------ DATA SECTION ------

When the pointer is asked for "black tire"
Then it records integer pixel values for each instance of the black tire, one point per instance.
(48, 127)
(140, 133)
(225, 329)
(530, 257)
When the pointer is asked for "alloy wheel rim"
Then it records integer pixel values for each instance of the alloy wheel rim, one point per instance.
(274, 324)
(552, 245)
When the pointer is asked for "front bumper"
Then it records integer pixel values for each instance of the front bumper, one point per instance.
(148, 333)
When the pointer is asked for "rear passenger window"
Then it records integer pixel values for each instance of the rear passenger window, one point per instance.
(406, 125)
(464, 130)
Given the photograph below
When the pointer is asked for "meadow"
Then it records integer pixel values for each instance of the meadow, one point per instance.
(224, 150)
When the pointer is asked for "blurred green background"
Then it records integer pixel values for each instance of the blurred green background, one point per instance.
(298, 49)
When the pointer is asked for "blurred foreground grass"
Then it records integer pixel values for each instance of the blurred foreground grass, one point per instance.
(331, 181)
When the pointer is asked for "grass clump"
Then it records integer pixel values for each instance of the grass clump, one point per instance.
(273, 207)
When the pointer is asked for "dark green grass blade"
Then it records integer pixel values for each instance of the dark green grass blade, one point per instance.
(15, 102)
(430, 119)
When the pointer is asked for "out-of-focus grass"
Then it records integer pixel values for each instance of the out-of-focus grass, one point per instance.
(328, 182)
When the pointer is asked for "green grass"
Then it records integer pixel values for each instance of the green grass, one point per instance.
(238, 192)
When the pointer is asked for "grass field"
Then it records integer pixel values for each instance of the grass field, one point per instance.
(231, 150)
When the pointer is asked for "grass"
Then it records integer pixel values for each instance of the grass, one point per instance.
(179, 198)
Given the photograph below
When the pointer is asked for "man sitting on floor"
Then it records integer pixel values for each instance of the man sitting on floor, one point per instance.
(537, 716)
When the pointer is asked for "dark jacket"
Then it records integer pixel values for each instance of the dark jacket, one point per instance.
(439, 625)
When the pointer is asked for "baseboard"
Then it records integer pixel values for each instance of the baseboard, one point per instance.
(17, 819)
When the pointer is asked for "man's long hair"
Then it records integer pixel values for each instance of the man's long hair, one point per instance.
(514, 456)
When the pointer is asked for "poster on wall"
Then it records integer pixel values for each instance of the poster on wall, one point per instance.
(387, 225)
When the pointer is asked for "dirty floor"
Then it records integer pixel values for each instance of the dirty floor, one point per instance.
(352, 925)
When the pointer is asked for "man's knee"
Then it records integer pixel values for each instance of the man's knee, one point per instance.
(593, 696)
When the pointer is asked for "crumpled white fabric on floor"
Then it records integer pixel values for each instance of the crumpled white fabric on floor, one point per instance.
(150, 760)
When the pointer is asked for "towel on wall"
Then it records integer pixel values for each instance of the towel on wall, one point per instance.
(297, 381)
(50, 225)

------

A faithful copy of every record is required; output it in full.

When the pointer is asked for "black tire"
Then it records integer pixel values for each instance of the black tire, one point per instance.
(48, 127)
(140, 133)
(225, 329)
(530, 257)
When the pointer is asked for "alloy wheel rim"
Then it records integer pixel values for each instance of the alloy wheel rim, one point per instance.
(274, 324)
(552, 245)
When the pointer is asked for "front bumper"
Then it records integer pixel values for each instance of the front bumper, one point per instance.
(148, 333)
When the pointer is asked for "rear passenger window"
Then it records integer pixel values for each instance of the rear passenger window, one point per instance.
(406, 125)
(464, 130)
Given the photograph below
When the pointer is asked for "meadow"
Then it records integer pixel values for each instance of the meadow, one point per instance.
(224, 150)
When the pointer is asked for "blurred green background"
Then it records integer pixel values for each instance of the blurred green background, one point per instance.
(298, 49)
When the pointer is asked for "blurred foreground grass"
Then it records integer pixel values for each instance of the blurred foreground grass, one point per instance.
(331, 181)
When the pointer is asked for "grass clump"
Then it records integer pixel values for each instance of the grass clump, one point per instance.
(273, 207)
When the pointer is asked for "dark green grass blade"
Then it records integer pixel values for each instance of the dark green grass blade, one point per instance.
(15, 102)
(430, 119)
When the pointer is asked for "out-of-focus grass"
Then it records integer pixel values for each instance of the out-of-focus grass, one point per instance.
(328, 182)
When the pointer is asked for "green grass"
Then it records integer pixel values for each instance of the green grass, one point per instance.
(238, 192)
When the pointer is asked for "grass field"
Then it records integer pixel values for each instance of the grass field, one point per instance.
(231, 150)
When the pointer is asked for "grass"
Then it records integer pixel values for each instance of the grass, one point per instance.
(179, 198)
Given the photograph below
When the pointer is asked for "man sitting on floor"
Then it records integer pixel values for each instance of the man sitting on floor, one point per instance.
(537, 716)
When the pointer is asked for "dark jacket"
Then it records integer pixel values for each instance of the dark jacket, one point per instance.
(439, 625)
When the pointer is asked for "baseboard"
Then it records integer pixel values for each instance of the baseboard, one point per instance.
(17, 819)
When the pointer is asked for "man's long hair"
Then it records integer pixel values for each instance of the man's long hair, one point per instance.
(514, 456)
When the pointer is asked for "poster on wall"
Then it records integer pixel values for each instance of the poster on wall, one point per instance.
(387, 225)
When the pointer is asked for "dirty floor"
Then it records integer pixel values for each instance of the dirty floor, one point per instance.
(352, 925)
When the pointer is asked for "man's knee"
Then it records integer pixel values for each instance of the man's knee, one point per instance.
(593, 696)
When the pointer is asked for "crumpled white fabric on floor"
Then it records integer pixel values for each instance of the crumpled white fabric on floor, one point per instance.
(150, 760)
When the pointer is asked for "towel on wall"
Then it records integer pixel values for each instance of the towel on wall, one point per instance.
(297, 381)
(50, 225)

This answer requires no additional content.